**Goals**
a) List every question the Oprah blog post asks its readers, leaving out the one spoken during the phone call.
b) Using the Oprah blog post, decide whether each statement agrees with it, and back each yes or no with the deciding words of the post: (i) The friend's ticket was for a Monday night show. (ii) The show was held at the Peabody Theater. (iii) Before the evening, the writer expected it to connect with the eMINTS Instructional Model.

Ah-Ha #4 and then some…

Don’t become hypnotized by your story.  It seems that all teachers have a story, a certain parent, a specific student, an administrator that challenged them as a professional.  Don’t let the “story” hypnotize you and become your identity.  What did you learn from your experience that you might apply to future situations?  Take your story, state the truth as facts, and leave the emotion behind.  The anger, the baggage you don’t need in your life.

Surround yourself with people who share.  A great quote from last night was “You need to be around people who make deposits and not just withdraws.”  As you work with teams and committees, give and take.  We all need deposits in education! We also need to be willing to share and let others withdraw ideas.  How might this analogy be used with students when working in cooperative groups?

And my final favorite thought…

“You can’t get what you want if you don’t know what you want.”  So what do you want your classroom community to look like as you wrap up the school year?  How might you be the catalyst for creating a collaborative and peaceful environment?

My experience at Oprah was amazing!  I had no idea the message of this fun evening would impact my life and my teaching.  The lessons Oprah is teaching on her LifeClass show are life lessons!   This experience and these lessons will stay with me for a long time!

Carmen Marty is an eMINTS Instructional Specialist with the eMINTS National Center.

#Life Class #OWN #Oprah

Life Class, Oprah, and eMINTS-Part 1

A few days ago, a friend called me and said, “Hey do you like Oprah?”

I said, “Yes!”

“My battery on my phone is dying, but I have a ticket for you for Monday night!  I’ll call later.”

For a few days, it didn’t sink in.  I was going to Oprah!  I received an email with the details about the show, what to wear, what to bring, what not to bring etc.  As the time got closer, I got more and more excited!  I was going to see Oprah!!!!!

As we entered the Peabody Theater, I was overwhelmed with the excitement and energy in the building!  This was going to be a great night!  I had no idea how inspiring the evening would be or how much Oprah connected with components of the eMINTS Instructional Model.

**Given data**
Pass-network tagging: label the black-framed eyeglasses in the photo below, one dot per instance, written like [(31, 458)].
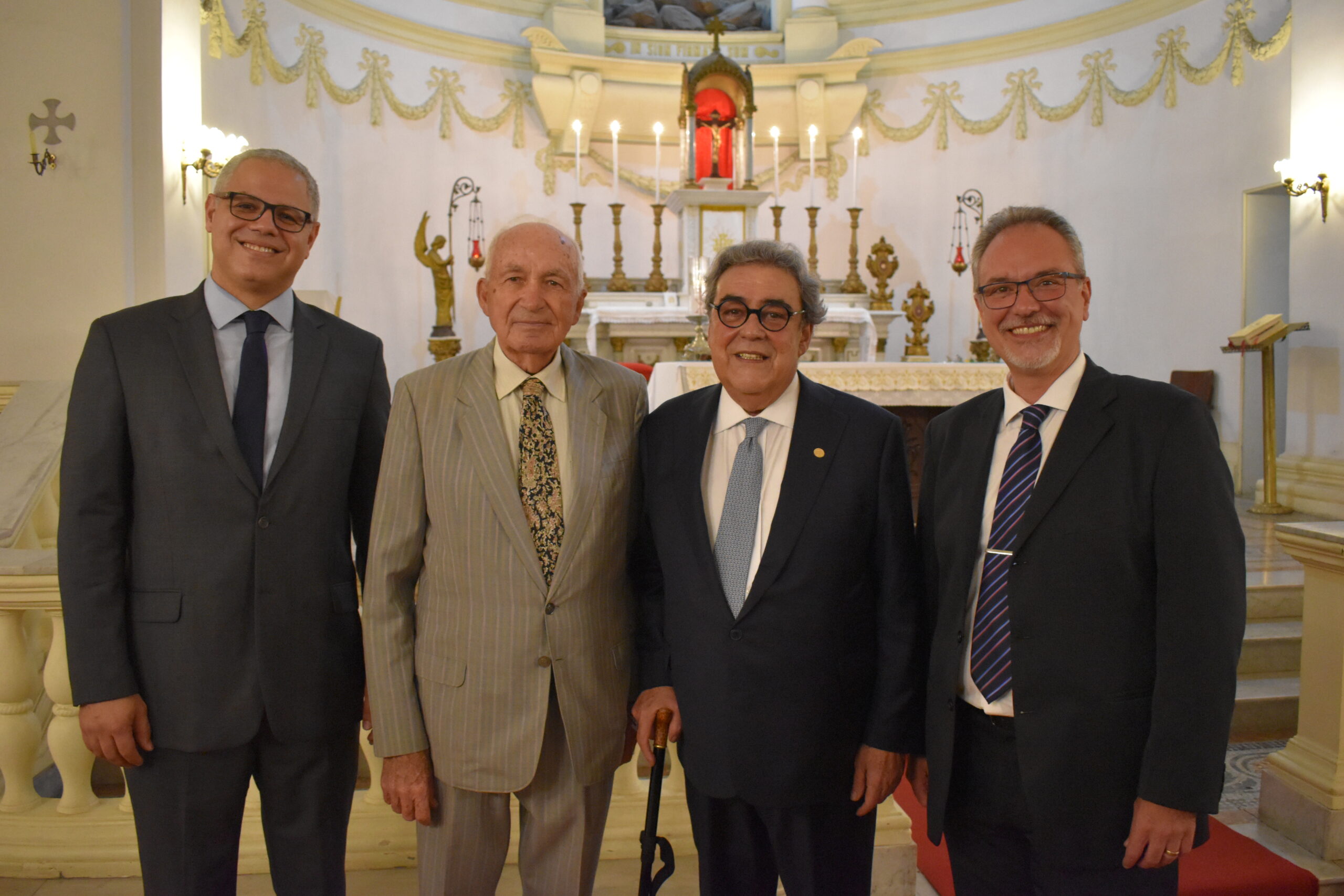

**Per-task answers**
a)
- What did you learn from your experience that you might apply to future situations?
- How might this analogy be used with students when working in cooperative groups?
- So what do you want your classroom community to look like as you wrap up the school year?
- How might you be the catalyst for creating a collaborative and peaceful environment?

b)
(i) Yes: "I have a ticket for you for Monday night!"
(ii) Yes: "As we entered the Peabody Theater"
(iii) No: "I had no idea how inspiring the evening would be or how much Oprah connected with components of the eMINTS Instructional Model."